[Lines of data]
□ □ □ □

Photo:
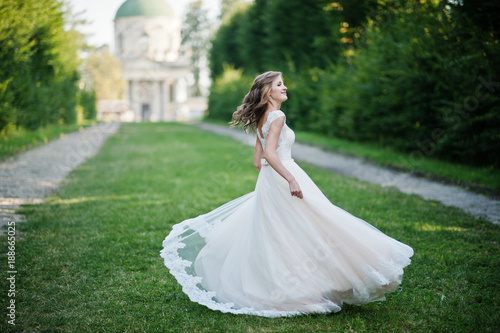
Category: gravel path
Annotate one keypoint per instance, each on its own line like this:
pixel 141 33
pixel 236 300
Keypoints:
pixel 476 204
pixel 35 174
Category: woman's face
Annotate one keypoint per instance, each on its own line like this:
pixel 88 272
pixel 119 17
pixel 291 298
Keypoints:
pixel 278 91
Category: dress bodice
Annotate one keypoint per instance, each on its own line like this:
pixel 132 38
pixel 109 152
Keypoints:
pixel 286 138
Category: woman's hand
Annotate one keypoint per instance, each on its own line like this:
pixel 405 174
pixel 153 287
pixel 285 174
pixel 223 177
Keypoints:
pixel 295 189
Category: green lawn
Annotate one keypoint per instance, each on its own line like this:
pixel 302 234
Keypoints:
pixel 484 180
pixel 481 179
pixel 88 258
pixel 19 140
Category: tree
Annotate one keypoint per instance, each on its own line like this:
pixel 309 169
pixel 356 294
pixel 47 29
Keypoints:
pixel 195 36
pixel 229 7
pixel 38 64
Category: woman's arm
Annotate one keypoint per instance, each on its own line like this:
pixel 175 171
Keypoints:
pixel 273 160
pixel 259 152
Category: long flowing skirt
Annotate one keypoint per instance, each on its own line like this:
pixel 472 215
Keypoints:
pixel 270 254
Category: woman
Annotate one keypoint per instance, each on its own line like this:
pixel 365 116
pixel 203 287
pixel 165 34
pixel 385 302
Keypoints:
pixel 283 249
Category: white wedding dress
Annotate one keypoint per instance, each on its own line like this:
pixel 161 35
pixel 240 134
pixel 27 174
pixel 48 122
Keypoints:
pixel 270 254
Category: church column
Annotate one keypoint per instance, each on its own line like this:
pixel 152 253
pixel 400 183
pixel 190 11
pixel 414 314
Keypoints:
pixel 162 100
pixel 131 100
pixel 173 99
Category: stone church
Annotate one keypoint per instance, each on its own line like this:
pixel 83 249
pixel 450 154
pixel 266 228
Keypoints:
pixel 148 44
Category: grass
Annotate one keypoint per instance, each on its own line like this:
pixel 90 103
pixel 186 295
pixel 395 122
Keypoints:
pixel 15 141
pixel 476 178
pixel 88 259
pixel 481 179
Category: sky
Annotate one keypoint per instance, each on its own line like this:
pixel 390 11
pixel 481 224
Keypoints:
pixel 101 13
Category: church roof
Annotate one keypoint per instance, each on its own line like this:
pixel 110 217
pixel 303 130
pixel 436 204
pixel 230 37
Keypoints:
pixel 144 8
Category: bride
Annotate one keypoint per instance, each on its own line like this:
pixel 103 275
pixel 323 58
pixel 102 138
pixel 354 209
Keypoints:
pixel 283 249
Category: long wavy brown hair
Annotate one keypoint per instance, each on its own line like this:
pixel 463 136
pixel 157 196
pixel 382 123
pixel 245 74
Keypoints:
pixel 255 102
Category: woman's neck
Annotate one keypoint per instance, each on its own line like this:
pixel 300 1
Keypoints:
pixel 273 106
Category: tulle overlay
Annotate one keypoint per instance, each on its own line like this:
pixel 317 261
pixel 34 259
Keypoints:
pixel 270 254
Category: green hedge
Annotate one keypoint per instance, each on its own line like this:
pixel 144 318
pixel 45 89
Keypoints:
pixel 412 77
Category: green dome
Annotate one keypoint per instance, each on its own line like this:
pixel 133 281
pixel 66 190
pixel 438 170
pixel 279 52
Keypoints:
pixel 144 8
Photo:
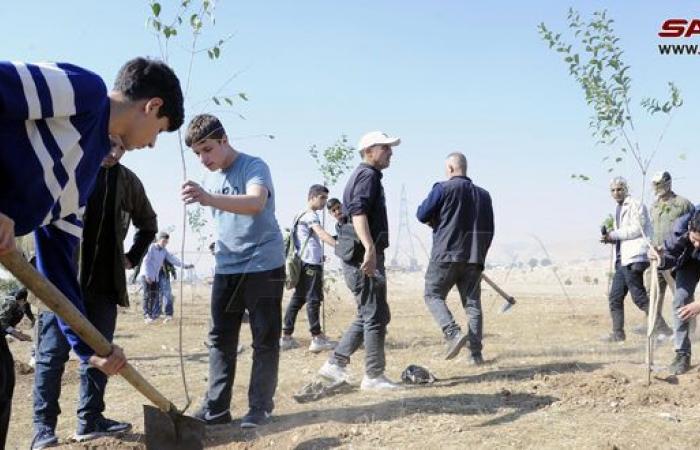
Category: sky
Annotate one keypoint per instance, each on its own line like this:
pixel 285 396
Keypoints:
pixel 443 76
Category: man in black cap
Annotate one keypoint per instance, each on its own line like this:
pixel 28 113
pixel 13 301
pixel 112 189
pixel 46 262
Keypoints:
pixel 667 208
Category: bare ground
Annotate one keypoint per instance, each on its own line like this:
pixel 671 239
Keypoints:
pixel 549 382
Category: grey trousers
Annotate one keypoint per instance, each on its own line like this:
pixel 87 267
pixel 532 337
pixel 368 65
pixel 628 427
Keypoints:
pixel 440 278
pixel 686 281
pixel 369 325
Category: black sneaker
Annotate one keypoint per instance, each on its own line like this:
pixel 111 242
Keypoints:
pixel 100 427
pixel 614 337
pixel 680 364
pixel 44 438
pixel 207 417
pixel 475 359
pixel 255 418
pixel 455 344
pixel 640 329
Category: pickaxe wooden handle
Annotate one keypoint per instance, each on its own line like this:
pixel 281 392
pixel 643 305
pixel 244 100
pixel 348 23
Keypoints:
pixel 510 301
pixel 58 303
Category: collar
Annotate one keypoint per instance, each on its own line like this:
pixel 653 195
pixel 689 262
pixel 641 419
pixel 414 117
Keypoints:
pixel 369 166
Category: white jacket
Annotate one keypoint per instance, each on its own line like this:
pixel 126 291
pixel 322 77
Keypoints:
pixel 633 219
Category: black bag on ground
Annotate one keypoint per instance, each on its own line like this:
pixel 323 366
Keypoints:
pixel 417 375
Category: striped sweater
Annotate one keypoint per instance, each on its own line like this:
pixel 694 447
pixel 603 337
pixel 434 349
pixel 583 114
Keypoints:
pixel 54 122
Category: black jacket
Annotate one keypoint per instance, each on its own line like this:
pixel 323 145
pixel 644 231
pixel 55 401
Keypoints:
pixel 130 205
pixel 461 216
pixel 678 250
pixel 364 194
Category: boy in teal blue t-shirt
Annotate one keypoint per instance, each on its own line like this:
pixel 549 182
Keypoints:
pixel 249 272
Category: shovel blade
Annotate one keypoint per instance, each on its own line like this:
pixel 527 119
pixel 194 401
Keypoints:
pixel 172 431
pixel 505 307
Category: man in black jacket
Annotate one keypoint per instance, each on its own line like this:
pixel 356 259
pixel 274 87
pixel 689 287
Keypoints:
pixel 682 253
pixel 461 216
pixel 117 199
pixel 364 205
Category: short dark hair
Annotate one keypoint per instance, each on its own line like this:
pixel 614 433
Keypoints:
pixel 694 224
pixel 332 203
pixel 316 190
pixel 143 78
pixel 203 126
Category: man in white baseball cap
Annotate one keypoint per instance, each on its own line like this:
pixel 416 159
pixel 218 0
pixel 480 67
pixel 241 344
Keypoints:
pixel 376 138
pixel 364 206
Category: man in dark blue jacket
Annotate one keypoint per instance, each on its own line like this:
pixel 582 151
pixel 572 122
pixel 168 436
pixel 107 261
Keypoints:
pixel 461 216
pixel 682 253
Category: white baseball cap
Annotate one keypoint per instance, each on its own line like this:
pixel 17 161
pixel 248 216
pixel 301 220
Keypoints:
pixel 376 138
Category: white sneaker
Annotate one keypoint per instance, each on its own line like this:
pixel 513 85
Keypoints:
pixel 321 343
pixel 377 384
pixel 288 343
pixel 333 372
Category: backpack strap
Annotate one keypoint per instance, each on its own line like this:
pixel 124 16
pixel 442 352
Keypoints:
pixel 294 230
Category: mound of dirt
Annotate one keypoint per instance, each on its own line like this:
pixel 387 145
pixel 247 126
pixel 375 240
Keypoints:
pixel 611 389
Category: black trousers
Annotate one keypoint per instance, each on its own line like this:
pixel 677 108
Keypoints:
pixel 309 290
pixel 7 387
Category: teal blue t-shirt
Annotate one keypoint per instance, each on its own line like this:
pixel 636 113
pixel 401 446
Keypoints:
pixel 244 243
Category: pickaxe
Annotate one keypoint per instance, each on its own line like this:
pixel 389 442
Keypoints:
pixel 510 301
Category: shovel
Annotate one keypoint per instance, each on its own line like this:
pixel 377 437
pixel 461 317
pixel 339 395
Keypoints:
pixel 165 427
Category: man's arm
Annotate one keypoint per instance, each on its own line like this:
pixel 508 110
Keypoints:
pixel 431 205
pixel 6 314
pixel 361 225
pixel 7 234
pixel 676 243
pixel 633 229
pixel 323 234
pixel 55 246
pixel 45 90
pixel 249 204
pixel 143 217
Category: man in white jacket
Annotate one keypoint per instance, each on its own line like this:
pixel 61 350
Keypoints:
pixel 630 236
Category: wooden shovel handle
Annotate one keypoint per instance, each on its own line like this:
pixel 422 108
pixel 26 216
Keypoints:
pixel 58 303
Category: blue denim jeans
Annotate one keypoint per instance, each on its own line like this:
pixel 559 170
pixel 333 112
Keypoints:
pixel 166 295
pixel 231 295
pixel 370 322
pixel 51 355
pixel 686 281
pixel 440 278
pixel 629 278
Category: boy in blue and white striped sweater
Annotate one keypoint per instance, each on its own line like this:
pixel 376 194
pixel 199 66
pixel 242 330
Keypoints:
pixel 56 122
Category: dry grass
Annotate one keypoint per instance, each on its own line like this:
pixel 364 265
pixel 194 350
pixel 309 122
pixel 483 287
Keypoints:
pixel 549 382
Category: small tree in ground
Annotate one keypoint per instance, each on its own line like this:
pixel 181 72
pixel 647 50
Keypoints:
pixel 594 59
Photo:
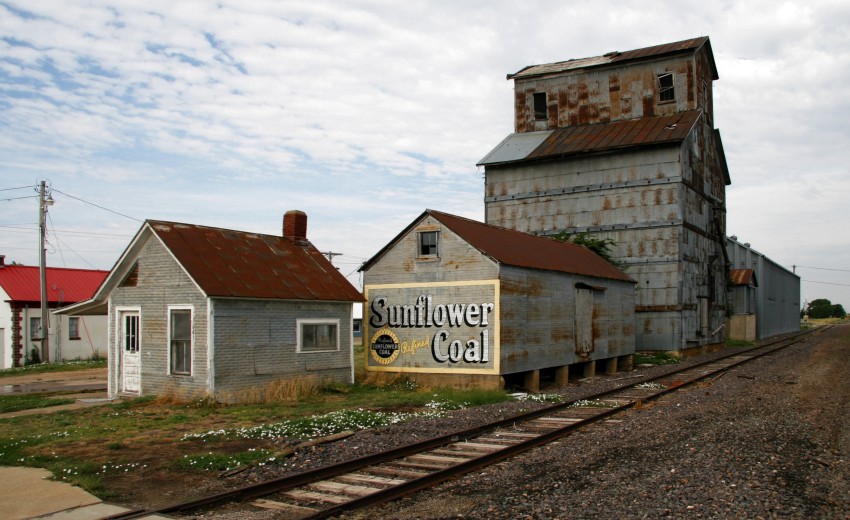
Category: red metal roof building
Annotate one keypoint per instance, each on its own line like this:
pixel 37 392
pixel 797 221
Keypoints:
pixel 456 302
pixel 221 312
pixel 20 294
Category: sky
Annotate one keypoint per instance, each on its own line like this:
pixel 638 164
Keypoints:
pixel 363 114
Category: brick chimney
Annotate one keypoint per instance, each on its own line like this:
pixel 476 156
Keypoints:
pixel 295 225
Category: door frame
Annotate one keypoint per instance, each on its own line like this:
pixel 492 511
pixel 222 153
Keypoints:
pixel 121 313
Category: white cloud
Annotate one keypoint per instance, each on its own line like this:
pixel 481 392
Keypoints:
pixel 365 114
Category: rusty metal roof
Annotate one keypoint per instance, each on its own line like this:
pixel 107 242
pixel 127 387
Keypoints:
pixel 743 277
pixel 598 137
pixel 511 247
pixel 618 58
pixel 64 286
pixel 238 264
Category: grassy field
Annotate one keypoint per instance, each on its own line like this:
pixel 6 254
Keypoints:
pixel 106 448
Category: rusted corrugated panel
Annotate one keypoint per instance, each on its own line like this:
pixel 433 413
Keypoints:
pixel 64 286
pixel 607 136
pixel 614 57
pixel 742 277
pixel 227 263
pixel 519 249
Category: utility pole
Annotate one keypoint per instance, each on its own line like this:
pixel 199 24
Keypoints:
pixel 42 271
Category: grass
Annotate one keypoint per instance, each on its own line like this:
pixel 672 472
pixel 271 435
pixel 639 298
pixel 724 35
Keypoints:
pixel 656 358
pixel 16 403
pixel 96 447
pixel 59 366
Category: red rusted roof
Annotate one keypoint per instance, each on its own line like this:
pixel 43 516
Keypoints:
pixel 572 140
pixel 618 58
pixel 511 247
pixel 64 286
pixel 238 264
pixel 743 277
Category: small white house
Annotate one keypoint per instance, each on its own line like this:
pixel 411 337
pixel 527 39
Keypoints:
pixel 208 311
pixel 70 336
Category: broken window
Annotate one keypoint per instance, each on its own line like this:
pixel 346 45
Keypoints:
pixel 540 106
pixel 666 92
pixel 74 327
pixel 181 341
pixel 318 336
pixel 428 243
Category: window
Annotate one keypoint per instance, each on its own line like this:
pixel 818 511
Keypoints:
pixel 131 333
pixel 35 328
pixel 180 332
pixel 318 335
pixel 666 92
pixel 428 243
pixel 540 111
pixel 74 327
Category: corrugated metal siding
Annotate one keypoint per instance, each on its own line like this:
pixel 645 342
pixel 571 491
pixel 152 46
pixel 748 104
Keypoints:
pixel 600 96
pixel 661 227
pixel 777 296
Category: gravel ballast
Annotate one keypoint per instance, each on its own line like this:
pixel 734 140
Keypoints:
pixel 770 439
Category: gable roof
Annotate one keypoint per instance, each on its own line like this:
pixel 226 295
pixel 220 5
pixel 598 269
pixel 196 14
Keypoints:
pixel 515 248
pixel 64 286
pixel 619 58
pixel 238 264
pixel 597 137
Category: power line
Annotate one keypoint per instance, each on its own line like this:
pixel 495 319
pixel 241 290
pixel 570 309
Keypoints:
pixel 824 268
pixel 95 205
pixel 827 283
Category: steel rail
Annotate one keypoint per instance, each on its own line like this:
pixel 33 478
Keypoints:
pixel 285 483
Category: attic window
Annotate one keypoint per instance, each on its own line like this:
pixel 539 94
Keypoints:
pixel 666 92
pixel 540 106
pixel 428 243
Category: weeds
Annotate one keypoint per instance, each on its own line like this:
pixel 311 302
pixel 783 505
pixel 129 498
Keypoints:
pixel 15 403
pixel 656 358
pixel 59 366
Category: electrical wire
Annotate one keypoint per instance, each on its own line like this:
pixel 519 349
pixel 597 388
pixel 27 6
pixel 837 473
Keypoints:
pixel 824 268
pixel 95 205
pixel 827 283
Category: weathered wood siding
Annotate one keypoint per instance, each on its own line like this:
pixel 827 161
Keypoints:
pixel 616 92
pixel 538 319
pixel 456 260
pixel 536 309
pixel 256 340
pixel 160 283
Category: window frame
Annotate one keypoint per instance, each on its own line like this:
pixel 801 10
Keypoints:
pixel 190 347
pixel 666 94
pixel 73 327
pixel 299 331
pixel 35 328
pixel 420 245
pixel 540 106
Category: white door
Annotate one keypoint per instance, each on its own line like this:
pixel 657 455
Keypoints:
pixel 584 322
pixel 130 352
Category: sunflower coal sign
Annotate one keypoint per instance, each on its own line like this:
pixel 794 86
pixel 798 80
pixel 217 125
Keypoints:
pixel 450 327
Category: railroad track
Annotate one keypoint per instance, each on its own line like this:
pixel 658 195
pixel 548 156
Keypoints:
pixel 398 472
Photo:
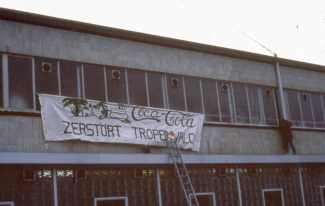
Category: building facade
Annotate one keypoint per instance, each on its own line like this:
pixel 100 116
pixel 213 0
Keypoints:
pixel 243 96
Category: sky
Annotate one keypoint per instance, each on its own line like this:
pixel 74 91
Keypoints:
pixel 293 29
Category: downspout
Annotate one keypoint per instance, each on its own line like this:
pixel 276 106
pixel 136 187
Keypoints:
pixel 278 75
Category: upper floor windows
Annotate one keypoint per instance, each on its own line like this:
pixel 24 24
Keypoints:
pixel 20 82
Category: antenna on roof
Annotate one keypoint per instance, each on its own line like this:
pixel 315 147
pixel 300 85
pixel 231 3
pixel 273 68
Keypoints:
pixel 234 27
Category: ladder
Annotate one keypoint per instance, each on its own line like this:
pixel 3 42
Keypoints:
pixel 181 172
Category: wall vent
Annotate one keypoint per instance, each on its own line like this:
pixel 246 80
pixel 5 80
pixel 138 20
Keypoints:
pixel 138 172
pixel 29 175
pixel 174 82
pixel 224 87
pixel 80 174
pixel 46 67
pixel 267 92
pixel 116 74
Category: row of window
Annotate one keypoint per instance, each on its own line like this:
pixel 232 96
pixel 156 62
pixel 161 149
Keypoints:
pixel 220 101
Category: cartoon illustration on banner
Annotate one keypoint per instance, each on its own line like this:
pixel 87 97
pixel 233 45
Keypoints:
pixel 67 118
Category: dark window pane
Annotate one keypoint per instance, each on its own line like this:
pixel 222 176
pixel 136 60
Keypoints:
pixel 20 83
pixel 1 90
pixel 193 94
pixel 210 99
pixel 254 104
pixel 269 106
pixel 273 198
pixel 46 82
pixel 307 114
pixel 110 202
pixel 323 102
pixel 317 109
pixel 94 82
pixel 225 99
pixel 156 89
pixel 137 87
pixel 70 79
pixel 116 88
pixel 294 108
pixel 241 104
pixel 175 93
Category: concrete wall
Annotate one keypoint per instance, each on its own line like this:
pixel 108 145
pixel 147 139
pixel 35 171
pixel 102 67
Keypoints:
pixel 24 134
pixel 67 45
pixel 299 79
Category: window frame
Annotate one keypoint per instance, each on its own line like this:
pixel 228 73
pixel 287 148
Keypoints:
pixel 322 194
pixel 111 198
pixel 272 190
pixel 81 91
pixel 7 203
pixel 205 193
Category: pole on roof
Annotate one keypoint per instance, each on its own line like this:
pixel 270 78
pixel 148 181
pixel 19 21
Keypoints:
pixel 278 75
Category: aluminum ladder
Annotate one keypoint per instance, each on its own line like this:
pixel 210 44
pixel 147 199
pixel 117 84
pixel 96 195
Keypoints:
pixel 181 172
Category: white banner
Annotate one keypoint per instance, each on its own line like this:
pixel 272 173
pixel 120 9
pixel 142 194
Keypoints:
pixel 66 118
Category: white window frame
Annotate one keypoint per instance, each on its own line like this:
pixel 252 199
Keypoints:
pixel 271 190
pixel 111 198
pixel 321 192
pixel 206 193
pixel 7 203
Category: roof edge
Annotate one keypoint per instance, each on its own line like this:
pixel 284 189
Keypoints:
pixel 53 22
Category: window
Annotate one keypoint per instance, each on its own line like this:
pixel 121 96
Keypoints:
pixel 94 82
pixel 318 112
pixel 46 81
pixel 307 113
pixel 175 91
pixel 225 99
pixel 156 90
pixel 1 90
pixel 294 107
pixel 270 112
pixel 70 79
pixel 111 201
pixel 206 199
pixel 241 103
pixel 7 203
pixel 20 82
pixel 273 197
pixel 254 104
pixel 116 86
pixel 193 94
pixel 137 87
pixel 210 100
pixel 322 189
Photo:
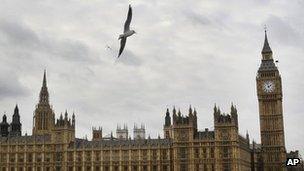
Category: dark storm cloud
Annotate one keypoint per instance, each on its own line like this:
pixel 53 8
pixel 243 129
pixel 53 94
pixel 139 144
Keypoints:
pixel 10 86
pixel 23 38
pixel 284 32
pixel 17 34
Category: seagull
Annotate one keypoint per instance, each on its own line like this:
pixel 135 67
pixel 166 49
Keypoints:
pixel 127 32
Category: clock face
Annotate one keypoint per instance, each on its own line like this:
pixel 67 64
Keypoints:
pixel 268 86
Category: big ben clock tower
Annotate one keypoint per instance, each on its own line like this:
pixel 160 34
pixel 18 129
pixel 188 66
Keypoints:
pixel 269 90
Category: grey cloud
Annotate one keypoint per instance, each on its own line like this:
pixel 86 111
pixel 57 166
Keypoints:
pixel 10 86
pixel 283 32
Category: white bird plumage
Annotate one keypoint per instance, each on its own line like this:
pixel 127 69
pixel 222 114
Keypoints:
pixel 127 32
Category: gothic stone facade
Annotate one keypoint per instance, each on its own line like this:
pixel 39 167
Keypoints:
pixel 53 146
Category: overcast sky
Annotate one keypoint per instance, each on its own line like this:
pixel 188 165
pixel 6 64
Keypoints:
pixel 186 52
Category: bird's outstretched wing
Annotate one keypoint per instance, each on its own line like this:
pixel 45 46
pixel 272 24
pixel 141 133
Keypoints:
pixel 122 45
pixel 128 21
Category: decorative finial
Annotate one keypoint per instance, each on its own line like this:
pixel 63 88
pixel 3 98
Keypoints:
pixel 265 28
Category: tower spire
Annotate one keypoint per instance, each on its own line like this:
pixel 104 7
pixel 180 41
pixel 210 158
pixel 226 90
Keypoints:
pixel 266 47
pixel 44 94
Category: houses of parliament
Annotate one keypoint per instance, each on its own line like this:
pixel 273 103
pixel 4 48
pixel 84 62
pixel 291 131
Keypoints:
pixel 54 147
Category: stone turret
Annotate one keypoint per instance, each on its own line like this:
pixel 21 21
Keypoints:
pixel 15 126
pixel 4 126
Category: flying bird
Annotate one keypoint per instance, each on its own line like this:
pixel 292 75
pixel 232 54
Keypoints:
pixel 127 32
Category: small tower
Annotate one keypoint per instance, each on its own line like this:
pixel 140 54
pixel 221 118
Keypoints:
pixel 97 133
pixel 15 127
pixel 226 135
pixel 64 130
pixel 122 133
pixel 167 125
pixel 44 117
pixel 139 132
pixel 4 127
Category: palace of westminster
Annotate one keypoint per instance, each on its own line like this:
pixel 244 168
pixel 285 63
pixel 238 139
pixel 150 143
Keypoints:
pixel 54 147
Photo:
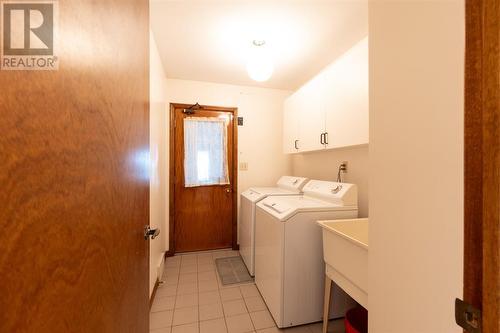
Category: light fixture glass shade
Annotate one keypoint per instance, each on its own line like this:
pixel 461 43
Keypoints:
pixel 259 66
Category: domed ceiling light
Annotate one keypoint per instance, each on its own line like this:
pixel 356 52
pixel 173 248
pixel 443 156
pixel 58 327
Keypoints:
pixel 259 66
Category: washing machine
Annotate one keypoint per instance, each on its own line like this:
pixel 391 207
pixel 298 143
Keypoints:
pixel 289 267
pixel 286 185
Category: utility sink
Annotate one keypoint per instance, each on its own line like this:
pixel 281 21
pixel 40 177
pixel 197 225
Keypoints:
pixel 345 251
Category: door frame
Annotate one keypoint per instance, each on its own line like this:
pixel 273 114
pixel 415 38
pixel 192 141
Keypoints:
pixel 482 161
pixel 234 222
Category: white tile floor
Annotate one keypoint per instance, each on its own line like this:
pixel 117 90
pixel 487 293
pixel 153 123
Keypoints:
pixel 192 300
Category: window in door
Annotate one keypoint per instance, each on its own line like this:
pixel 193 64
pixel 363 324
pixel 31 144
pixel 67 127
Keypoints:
pixel 205 152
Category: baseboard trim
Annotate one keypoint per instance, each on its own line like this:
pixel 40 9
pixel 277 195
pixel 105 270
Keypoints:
pixel 153 294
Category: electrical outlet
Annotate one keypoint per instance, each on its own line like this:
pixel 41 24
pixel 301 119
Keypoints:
pixel 243 166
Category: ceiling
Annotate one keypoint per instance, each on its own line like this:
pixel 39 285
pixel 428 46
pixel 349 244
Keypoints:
pixel 208 40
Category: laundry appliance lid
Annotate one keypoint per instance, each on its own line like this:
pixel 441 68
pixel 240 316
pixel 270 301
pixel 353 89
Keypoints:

□ □ □ □

TASK:
Format the lines above as a JSON list of strings, one string per line and no blank lines, covering only the part that opens with the line containing "Category: utility sink" and closes with the line containing "pixel 243 166", both included.

WRITTEN SOLUTION:
[
  "Category: utility sink",
  "Annotate one keypoint per instance, each on its own line like this:",
  "pixel 281 21",
  "pixel 40 177",
  "pixel 197 225",
  "Keypoints:",
  "pixel 345 251",
  "Category: door frame",
  "Annotate one keypoint per instance, each on its own line like this:",
  "pixel 273 114",
  "pixel 415 38",
  "pixel 192 141",
  "Keypoints:",
  "pixel 482 161",
  "pixel 234 222",
  "Category: white tile floor",
  "Annotate one keypoint per instance, each on its own line like this:",
  "pixel 117 90",
  "pixel 487 293",
  "pixel 153 123",
  "Keypoints:",
  "pixel 192 300",
  "Category: window in door",
  "Annotate one keypoint per instance, each on its own line like this:",
  "pixel 193 64",
  "pixel 363 324",
  "pixel 31 144",
  "pixel 67 127",
  "Keypoints:",
  "pixel 205 152",
  "Category: baseboard trim",
  "Annotate one keypoint per instance, each on its own line like this:",
  "pixel 40 9",
  "pixel 277 195",
  "pixel 105 270",
  "Keypoints:",
  "pixel 153 294",
  "Category: electrical outlet",
  "Annotate one keypoint per instance, each on its own line like this:",
  "pixel 41 24",
  "pixel 301 119",
  "Keypoints:",
  "pixel 243 166"
]